> **PROBLEM TO WORK ON**:
Please set down again, word for word, the lines from the one containing "Target: black roll cage" through the last line below, including both, and nothing more.
-- begin RECORDS SHOWN --
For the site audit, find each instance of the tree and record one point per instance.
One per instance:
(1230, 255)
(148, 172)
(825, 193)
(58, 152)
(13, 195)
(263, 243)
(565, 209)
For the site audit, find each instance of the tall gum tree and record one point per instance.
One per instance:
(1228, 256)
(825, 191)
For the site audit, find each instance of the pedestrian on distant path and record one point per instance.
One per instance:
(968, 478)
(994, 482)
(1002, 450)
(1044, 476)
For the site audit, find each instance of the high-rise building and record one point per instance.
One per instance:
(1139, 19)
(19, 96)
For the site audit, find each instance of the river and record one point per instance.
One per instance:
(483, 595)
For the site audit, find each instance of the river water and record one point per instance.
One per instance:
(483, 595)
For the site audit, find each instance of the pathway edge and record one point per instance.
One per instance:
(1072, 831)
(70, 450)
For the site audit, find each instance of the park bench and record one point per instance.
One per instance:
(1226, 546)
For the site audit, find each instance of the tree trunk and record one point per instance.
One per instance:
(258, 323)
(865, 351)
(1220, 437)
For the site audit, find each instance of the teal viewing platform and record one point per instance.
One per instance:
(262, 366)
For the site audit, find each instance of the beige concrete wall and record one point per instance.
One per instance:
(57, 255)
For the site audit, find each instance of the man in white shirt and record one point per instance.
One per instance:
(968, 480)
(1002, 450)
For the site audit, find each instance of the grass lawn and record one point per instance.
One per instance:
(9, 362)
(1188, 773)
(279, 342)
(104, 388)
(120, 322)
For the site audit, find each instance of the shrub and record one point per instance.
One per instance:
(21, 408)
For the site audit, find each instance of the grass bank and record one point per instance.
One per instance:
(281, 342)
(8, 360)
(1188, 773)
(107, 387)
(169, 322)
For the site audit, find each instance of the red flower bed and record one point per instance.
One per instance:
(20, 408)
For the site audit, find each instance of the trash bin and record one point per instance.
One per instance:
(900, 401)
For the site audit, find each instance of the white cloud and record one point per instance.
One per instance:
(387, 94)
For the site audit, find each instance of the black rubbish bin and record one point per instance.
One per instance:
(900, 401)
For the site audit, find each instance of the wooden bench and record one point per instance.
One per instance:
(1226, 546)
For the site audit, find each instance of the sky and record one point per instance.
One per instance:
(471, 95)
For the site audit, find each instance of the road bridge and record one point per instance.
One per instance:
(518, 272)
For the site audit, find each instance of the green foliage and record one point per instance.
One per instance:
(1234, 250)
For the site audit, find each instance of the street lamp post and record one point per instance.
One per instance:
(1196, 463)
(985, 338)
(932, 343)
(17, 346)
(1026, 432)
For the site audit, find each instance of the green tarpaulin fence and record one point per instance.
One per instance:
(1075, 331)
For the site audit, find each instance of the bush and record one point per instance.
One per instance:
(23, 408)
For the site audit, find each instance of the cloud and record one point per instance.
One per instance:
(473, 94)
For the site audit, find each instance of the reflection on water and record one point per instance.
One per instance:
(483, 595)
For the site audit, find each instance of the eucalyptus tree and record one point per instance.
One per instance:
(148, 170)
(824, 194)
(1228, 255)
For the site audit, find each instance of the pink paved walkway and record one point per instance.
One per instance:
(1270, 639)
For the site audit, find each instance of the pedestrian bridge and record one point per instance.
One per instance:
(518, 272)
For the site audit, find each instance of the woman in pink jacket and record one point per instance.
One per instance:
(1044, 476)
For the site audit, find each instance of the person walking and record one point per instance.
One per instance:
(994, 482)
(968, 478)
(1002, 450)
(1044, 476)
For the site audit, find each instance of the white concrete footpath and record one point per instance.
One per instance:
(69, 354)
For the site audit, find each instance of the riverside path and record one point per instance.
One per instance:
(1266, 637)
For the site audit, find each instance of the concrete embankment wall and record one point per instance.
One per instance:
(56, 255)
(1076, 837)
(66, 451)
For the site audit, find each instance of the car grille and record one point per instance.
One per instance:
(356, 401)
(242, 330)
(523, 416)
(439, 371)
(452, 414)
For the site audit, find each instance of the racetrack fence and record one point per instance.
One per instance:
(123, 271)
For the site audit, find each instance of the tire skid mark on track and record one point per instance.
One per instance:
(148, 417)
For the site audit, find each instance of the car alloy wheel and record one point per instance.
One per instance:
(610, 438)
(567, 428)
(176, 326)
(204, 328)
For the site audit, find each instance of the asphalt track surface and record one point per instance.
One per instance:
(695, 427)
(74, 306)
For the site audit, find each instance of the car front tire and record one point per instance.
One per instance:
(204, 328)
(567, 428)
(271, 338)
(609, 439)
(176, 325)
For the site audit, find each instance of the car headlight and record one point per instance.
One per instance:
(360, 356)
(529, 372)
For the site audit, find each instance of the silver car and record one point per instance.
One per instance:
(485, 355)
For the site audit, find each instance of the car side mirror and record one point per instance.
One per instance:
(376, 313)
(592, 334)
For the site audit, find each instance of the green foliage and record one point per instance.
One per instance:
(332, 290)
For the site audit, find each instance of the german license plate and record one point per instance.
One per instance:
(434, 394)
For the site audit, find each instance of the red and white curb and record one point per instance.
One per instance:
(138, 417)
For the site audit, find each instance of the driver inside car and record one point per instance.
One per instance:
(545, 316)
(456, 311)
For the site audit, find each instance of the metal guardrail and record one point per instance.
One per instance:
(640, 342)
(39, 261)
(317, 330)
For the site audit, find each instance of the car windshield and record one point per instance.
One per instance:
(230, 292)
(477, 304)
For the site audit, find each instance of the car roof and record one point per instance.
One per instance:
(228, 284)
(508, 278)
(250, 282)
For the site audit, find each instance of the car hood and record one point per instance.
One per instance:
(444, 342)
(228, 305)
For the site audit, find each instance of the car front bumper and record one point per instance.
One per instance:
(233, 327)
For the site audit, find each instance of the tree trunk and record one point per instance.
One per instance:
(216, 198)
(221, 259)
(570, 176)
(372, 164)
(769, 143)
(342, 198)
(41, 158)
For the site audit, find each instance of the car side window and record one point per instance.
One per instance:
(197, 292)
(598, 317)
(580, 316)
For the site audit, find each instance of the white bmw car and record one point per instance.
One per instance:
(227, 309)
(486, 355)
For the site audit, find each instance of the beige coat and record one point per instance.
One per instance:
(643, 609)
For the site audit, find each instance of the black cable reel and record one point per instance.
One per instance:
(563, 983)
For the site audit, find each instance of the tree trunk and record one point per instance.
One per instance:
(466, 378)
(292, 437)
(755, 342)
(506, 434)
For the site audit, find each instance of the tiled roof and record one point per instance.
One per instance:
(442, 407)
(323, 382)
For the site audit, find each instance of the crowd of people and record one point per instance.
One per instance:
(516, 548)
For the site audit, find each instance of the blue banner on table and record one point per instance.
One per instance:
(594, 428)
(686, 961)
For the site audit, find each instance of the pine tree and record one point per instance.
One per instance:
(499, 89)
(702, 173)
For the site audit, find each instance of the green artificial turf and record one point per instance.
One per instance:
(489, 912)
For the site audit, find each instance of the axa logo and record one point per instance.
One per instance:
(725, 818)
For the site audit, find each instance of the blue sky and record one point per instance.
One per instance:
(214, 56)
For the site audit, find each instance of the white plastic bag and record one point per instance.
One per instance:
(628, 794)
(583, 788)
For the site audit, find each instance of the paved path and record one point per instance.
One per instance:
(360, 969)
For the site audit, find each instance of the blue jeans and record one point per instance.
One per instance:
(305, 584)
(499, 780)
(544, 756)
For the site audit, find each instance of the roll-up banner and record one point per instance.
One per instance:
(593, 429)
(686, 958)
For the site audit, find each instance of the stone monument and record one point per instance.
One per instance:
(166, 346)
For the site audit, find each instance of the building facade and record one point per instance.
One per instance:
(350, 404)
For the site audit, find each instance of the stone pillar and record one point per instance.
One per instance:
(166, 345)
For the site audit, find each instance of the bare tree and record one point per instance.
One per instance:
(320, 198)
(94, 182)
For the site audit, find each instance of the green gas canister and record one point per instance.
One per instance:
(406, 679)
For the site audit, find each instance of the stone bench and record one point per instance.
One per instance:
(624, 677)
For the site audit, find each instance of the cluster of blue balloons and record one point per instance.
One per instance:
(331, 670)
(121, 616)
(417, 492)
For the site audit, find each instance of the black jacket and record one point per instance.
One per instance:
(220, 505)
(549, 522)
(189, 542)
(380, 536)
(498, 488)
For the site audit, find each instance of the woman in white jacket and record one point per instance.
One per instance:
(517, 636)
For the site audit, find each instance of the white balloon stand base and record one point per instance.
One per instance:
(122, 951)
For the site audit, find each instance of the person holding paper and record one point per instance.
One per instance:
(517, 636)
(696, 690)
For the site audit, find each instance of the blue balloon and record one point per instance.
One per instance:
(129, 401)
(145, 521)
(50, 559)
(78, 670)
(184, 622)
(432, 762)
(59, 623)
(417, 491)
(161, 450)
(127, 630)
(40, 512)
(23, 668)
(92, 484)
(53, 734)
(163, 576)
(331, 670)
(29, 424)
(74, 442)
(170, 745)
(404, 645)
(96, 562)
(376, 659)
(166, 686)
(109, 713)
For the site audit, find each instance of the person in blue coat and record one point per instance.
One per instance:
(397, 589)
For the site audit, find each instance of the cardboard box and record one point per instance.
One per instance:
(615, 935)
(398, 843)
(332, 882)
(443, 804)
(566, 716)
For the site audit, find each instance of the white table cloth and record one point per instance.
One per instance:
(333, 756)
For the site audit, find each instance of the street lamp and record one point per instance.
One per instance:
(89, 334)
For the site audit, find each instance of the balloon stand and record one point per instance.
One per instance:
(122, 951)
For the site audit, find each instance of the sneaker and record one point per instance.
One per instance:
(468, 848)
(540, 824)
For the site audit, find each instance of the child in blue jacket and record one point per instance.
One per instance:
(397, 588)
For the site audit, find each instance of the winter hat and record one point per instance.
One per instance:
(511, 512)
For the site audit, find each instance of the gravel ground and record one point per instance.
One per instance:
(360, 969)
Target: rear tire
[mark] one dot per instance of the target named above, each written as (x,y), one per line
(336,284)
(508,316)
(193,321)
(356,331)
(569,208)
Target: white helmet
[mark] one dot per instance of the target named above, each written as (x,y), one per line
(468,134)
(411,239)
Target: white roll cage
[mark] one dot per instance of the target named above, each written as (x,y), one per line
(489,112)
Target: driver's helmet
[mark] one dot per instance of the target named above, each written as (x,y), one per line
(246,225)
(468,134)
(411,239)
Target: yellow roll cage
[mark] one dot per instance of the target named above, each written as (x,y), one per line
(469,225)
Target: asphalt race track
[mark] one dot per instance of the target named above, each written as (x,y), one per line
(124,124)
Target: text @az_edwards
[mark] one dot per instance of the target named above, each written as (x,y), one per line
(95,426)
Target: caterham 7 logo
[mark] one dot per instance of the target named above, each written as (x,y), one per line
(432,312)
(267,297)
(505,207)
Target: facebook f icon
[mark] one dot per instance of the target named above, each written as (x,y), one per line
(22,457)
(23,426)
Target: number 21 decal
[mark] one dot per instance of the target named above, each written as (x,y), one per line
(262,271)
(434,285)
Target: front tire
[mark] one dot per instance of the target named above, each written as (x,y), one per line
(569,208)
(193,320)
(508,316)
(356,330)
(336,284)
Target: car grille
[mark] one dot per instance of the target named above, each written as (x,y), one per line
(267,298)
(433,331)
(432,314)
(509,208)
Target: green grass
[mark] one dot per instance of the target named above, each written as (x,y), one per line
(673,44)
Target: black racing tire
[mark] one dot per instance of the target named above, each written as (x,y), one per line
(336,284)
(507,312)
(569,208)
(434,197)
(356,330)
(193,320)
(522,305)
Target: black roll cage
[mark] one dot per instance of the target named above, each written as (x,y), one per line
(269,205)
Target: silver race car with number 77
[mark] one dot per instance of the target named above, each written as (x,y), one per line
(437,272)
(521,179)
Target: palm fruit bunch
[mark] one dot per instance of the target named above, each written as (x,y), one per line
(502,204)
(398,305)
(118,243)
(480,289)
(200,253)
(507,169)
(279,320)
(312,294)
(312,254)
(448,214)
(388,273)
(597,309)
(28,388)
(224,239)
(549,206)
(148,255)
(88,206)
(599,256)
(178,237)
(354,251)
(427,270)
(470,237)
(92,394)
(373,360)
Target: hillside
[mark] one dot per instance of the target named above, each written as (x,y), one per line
-- end RECORDS SHOWN --
> **RESPONSE BELOW**:
Target: black roll cage
[mark] one dot per instance of the target named above, each written as (x,y), one per line
(269,205)
Target: silver race car with number 77
[mark] one dot per instance of the target named above, each written as (x,y), one per line
(437,272)
(521,179)
Target: palm fruit bunch
[mark] one dot per instance of the target named above, each written as (x,y), one per line
(502,204)
(398,305)
(118,243)
(480,289)
(200,253)
(507,169)
(279,320)
(312,294)
(312,254)
(448,214)
(388,273)
(597,309)
(28,388)
(224,239)
(549,206)
(148,255)
(88,206)
(599,256)
(178,237)
(354,251)
(427,270)
(470,237)
(92,394)
(373,360)
Target: hillside
[mark] one dot per instance of the target named above, each written as (x,y), one per line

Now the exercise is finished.